Find every line in the data that contains the word "plate" and copy each of those lines.

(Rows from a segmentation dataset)
┌──
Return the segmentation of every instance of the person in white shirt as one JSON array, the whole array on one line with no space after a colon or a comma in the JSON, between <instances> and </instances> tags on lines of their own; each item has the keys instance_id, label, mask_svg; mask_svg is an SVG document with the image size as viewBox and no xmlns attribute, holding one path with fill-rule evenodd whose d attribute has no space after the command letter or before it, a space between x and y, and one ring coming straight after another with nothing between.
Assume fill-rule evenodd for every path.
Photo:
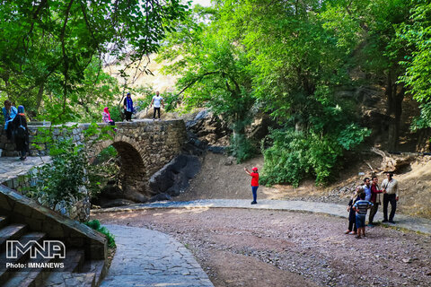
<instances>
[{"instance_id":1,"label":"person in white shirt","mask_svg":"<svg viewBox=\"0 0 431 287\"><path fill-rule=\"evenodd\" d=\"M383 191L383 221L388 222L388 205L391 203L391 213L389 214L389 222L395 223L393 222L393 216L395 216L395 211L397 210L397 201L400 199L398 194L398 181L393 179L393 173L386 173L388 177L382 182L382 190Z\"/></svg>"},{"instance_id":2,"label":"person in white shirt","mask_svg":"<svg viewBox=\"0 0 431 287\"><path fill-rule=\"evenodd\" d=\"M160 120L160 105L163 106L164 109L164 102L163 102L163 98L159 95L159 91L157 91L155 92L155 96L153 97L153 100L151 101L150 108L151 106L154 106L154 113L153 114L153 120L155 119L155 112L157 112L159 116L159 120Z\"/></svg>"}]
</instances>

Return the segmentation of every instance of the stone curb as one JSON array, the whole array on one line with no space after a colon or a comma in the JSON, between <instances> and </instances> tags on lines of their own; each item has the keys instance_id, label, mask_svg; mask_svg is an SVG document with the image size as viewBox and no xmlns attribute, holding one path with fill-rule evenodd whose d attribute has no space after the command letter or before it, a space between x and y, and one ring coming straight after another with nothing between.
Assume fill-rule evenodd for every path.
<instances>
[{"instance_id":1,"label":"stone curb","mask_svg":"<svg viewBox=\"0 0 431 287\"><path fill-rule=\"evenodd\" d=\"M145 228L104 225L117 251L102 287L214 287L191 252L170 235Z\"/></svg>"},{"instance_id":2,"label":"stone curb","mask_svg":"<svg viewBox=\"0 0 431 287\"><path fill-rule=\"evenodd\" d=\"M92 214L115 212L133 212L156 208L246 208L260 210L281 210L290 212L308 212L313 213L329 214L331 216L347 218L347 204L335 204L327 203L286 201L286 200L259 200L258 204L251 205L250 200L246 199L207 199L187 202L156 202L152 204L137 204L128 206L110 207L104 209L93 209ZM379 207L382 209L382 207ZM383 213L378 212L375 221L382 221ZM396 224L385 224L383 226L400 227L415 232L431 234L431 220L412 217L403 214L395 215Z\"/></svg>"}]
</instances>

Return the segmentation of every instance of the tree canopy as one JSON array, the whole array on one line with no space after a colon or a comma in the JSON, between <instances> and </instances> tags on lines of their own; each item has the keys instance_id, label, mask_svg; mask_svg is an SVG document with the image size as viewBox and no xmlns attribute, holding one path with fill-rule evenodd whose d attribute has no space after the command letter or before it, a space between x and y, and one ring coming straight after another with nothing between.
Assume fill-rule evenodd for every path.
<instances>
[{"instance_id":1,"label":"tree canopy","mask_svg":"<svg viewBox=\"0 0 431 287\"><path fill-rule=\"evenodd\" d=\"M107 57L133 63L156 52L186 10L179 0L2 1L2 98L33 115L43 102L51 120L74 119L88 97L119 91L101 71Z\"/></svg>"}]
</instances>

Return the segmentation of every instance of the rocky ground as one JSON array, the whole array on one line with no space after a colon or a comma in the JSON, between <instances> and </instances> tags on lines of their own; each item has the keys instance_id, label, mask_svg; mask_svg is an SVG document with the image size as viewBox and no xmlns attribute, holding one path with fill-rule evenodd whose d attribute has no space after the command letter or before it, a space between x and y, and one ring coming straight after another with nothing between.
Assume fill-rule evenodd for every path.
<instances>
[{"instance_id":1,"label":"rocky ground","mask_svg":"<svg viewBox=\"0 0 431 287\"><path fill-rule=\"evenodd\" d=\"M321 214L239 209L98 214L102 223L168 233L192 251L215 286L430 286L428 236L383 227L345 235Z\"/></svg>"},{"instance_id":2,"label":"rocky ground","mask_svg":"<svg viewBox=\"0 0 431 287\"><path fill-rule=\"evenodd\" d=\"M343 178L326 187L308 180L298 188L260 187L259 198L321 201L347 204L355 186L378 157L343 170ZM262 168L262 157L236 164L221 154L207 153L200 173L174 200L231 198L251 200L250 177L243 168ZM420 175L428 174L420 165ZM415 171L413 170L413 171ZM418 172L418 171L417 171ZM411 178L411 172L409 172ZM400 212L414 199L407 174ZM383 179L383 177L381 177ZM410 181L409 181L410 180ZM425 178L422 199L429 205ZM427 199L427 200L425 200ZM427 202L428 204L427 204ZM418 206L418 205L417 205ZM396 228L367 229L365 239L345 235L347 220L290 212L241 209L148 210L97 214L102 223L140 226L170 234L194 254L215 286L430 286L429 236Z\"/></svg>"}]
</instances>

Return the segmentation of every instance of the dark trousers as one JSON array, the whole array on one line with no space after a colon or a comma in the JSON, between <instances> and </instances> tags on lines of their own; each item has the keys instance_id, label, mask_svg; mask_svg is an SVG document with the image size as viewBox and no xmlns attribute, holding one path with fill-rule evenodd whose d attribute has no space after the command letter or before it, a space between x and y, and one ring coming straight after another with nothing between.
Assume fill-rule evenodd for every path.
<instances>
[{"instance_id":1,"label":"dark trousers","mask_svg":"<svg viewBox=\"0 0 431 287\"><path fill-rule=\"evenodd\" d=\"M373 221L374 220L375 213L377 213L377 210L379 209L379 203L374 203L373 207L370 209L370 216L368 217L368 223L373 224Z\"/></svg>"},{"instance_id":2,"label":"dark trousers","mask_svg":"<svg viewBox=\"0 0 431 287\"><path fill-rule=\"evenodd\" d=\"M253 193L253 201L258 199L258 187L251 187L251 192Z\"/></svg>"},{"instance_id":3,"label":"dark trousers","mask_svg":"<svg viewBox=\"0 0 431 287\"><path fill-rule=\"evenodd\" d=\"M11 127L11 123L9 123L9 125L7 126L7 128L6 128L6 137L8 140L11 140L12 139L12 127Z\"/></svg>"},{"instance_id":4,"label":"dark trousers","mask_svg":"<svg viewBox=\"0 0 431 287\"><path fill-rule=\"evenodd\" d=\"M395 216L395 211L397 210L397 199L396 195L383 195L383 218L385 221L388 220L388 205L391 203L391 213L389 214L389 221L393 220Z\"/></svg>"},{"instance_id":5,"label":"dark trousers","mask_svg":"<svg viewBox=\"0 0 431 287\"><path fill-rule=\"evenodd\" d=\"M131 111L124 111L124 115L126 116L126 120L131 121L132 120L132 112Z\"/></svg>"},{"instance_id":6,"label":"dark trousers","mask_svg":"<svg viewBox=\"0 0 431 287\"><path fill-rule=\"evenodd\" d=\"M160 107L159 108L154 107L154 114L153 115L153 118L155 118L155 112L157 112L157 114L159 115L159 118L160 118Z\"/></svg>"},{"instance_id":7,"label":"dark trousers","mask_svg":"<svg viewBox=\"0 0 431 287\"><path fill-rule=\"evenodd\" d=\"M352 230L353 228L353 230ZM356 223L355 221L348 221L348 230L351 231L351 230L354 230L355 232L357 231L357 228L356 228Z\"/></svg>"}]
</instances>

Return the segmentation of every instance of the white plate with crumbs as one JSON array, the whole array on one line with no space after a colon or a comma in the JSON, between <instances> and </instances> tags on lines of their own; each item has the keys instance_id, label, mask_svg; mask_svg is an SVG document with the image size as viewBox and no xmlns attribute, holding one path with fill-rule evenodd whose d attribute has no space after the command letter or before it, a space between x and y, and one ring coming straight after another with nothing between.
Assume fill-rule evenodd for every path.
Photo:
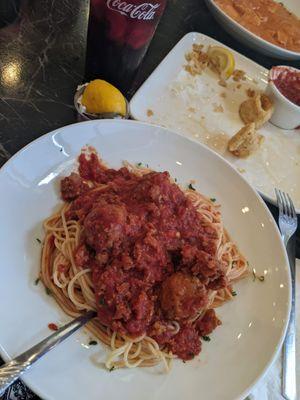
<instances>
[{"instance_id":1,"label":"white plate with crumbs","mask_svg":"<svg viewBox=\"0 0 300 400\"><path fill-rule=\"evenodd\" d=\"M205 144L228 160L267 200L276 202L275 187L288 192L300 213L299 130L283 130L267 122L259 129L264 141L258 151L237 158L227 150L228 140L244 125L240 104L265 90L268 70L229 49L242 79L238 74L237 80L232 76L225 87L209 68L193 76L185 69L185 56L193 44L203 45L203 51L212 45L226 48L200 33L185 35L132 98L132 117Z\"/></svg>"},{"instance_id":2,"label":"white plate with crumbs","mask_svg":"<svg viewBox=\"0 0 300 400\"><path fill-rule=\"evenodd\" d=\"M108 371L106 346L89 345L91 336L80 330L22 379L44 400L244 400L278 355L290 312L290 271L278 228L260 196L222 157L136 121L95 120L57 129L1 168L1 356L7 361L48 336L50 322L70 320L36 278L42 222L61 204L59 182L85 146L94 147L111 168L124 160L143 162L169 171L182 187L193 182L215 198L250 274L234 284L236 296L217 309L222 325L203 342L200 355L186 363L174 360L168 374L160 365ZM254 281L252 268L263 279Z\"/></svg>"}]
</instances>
└──
┌──
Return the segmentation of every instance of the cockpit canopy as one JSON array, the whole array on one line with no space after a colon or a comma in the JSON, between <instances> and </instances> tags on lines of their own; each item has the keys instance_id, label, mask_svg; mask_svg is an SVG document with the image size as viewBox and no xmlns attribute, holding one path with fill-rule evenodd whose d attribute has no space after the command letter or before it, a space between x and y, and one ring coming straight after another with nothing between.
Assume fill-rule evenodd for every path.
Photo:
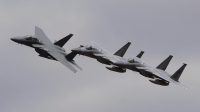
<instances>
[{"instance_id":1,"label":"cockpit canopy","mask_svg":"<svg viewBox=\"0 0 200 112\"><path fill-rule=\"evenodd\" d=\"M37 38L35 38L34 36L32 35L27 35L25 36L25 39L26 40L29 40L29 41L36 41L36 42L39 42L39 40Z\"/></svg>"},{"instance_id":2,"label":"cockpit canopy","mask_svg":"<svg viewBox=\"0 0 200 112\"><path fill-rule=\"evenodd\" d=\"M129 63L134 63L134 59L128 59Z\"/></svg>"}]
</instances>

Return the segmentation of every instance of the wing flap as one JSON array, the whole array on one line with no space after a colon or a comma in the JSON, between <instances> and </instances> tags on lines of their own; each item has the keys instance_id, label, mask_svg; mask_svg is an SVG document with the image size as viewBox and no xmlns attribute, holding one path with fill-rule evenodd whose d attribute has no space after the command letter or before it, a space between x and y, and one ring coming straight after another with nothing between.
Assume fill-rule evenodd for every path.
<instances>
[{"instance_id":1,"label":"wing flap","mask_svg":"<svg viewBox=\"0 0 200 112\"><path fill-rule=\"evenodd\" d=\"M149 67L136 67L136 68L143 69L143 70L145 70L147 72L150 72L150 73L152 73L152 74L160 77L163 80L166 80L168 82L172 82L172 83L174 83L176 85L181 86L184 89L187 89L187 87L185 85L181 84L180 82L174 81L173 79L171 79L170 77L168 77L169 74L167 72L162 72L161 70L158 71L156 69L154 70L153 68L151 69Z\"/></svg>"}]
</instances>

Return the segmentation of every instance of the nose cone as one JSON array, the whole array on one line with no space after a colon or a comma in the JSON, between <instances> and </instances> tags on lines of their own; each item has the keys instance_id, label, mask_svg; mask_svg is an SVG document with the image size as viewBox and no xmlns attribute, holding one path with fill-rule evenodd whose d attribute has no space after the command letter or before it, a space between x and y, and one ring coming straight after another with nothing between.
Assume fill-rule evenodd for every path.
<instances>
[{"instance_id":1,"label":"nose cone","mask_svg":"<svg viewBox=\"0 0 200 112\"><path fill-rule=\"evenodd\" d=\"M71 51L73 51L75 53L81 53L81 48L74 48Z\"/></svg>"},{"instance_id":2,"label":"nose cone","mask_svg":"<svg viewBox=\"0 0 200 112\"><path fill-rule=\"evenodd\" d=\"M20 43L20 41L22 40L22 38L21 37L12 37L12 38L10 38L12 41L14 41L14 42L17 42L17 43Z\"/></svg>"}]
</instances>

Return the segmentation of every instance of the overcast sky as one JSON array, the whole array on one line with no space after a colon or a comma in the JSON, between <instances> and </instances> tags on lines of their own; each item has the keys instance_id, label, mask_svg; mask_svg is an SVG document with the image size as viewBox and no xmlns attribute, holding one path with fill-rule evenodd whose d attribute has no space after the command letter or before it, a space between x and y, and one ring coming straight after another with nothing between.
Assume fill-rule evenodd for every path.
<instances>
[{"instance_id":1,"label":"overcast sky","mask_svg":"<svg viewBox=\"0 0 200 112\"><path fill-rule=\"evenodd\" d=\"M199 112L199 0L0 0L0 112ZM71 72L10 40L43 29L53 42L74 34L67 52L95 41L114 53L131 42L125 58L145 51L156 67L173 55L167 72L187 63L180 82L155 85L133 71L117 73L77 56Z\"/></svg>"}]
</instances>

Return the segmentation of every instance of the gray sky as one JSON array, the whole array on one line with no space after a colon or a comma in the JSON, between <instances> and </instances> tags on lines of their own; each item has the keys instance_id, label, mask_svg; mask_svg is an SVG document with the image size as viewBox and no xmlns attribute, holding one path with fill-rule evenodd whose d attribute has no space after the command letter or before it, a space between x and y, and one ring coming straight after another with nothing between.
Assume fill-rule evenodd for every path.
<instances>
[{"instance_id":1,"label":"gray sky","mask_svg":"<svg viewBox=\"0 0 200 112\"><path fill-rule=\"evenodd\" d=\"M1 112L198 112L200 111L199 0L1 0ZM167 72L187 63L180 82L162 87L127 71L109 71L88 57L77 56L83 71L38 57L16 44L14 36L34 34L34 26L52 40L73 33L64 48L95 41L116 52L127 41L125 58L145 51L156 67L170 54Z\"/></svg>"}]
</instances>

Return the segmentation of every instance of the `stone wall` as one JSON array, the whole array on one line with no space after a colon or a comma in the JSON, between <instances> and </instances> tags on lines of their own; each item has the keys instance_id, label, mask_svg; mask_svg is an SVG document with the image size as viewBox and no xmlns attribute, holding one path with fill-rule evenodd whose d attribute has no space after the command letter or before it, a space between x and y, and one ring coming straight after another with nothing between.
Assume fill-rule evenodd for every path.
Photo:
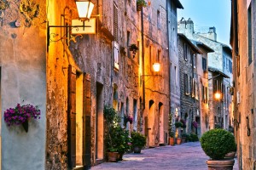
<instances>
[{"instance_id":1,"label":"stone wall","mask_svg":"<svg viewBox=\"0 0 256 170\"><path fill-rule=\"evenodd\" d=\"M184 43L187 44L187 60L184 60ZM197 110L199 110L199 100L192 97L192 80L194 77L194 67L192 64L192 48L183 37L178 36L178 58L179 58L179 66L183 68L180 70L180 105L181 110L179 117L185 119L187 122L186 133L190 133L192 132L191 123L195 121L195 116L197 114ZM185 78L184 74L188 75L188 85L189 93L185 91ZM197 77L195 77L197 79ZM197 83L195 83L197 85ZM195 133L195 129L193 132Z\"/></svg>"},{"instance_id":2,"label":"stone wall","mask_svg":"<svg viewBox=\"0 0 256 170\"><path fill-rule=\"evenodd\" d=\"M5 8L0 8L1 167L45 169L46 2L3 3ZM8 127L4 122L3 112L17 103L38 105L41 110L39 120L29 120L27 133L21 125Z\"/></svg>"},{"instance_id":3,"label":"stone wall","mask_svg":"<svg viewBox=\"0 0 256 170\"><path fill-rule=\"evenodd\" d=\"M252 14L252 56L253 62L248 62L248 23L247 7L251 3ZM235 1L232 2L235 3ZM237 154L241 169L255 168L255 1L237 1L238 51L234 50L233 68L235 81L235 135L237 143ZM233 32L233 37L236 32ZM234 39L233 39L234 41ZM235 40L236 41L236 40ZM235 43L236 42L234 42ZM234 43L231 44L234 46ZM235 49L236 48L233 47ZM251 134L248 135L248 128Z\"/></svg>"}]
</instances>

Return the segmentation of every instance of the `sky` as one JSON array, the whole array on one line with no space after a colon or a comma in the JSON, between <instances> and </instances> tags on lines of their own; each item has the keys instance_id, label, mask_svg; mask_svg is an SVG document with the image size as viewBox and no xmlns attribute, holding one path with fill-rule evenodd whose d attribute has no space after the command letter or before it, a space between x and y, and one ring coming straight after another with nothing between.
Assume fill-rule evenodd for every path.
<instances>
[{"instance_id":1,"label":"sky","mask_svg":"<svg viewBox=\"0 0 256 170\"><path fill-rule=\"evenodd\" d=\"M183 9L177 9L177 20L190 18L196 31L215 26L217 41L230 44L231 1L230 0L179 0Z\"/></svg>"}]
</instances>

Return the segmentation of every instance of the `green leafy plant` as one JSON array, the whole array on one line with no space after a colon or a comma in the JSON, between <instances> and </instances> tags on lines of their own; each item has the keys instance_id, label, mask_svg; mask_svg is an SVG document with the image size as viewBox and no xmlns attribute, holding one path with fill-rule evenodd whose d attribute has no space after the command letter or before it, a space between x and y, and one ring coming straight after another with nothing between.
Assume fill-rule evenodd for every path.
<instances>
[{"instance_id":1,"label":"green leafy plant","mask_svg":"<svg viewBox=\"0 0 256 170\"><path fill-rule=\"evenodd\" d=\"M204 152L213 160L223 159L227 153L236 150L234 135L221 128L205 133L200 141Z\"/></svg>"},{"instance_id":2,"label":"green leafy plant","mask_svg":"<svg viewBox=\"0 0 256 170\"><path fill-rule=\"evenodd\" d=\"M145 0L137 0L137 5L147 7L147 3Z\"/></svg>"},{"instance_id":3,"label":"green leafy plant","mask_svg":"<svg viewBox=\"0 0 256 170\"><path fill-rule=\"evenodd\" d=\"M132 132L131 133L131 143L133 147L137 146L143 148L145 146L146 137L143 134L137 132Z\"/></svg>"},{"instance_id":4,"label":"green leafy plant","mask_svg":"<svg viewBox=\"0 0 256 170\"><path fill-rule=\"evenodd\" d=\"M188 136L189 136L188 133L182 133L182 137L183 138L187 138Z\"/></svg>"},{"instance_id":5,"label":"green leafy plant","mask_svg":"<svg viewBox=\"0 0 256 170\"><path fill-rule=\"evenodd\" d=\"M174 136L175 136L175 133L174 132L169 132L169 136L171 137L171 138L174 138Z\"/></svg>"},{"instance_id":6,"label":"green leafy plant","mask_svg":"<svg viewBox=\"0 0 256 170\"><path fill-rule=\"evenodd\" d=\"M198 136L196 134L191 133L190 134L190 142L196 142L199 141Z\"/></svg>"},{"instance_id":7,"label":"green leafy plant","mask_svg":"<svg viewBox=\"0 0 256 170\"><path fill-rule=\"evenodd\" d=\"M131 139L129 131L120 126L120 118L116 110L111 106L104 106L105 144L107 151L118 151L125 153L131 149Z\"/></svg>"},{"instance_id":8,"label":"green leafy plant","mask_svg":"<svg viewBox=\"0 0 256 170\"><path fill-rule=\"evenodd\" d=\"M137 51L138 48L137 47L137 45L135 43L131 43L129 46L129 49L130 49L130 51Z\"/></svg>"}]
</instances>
└──
• **Solution**:
Return the segmentation of every instance of the white plate with crumbs as one JSON array, the whole array on one line with no space after a colon or a comma in the JSON, between <instances> and </instances> tags on lines of their own; each item has the keys instance_id, label, mask_svg; mask_svg is an SVG document with the image size as viewBox and no xmlns attribute, holding one path with fill-rule evenodd whose d attribute has no space after the command letter or before it, a space between x and y, and one ring coming straight after another with nothing between.
[{"instance_id":1,"label":"white plate with crumbs","mask_svg":"<svg viewBox=\"0 0 300 400\"><path fill-rule=\"evenodd\" d=\"M205 144L228 160L267 200L276 202L275 187L288 192L300 213L299 130L283 130L267 122L259 129L264 141L258 151L237 158L227 150L228 140L244 125L240 104L265 90L268 70L229 49L242 79L238 74L237 80L232 76L225 87L209 68L193 76L185 69L185 56L193 44L203 45L203 51L212 45L226 48L200 33L185 35L132 98L132 117Z\"/></svg>"},{"instance_id":2,"label":"white plate with crumbs","mask_svg":"<svg viewBox=\"0 0 300 400\"><path fill-rule=\"evenodd\" d=\"M108 371L106 346L89 345L91 336L80 330L22 379L44 400L244 400L278 355L290 312L290 271L278 228L260 196L222 157L136 121L95 120L57 129L1 168L1 356L7 361L48 336L50 322L70 320L36 278L42 222L61 204L59 182L85 146L94 147L111 168L124 160L143 162L169 171L182 187L193 182L215 198L250 274L234 284L236 296L217 309L222 325L203 342L200 355L186 363L174 360L168 374L160 365ZM254 281L252 268L263 279Z\"/></svg>"}]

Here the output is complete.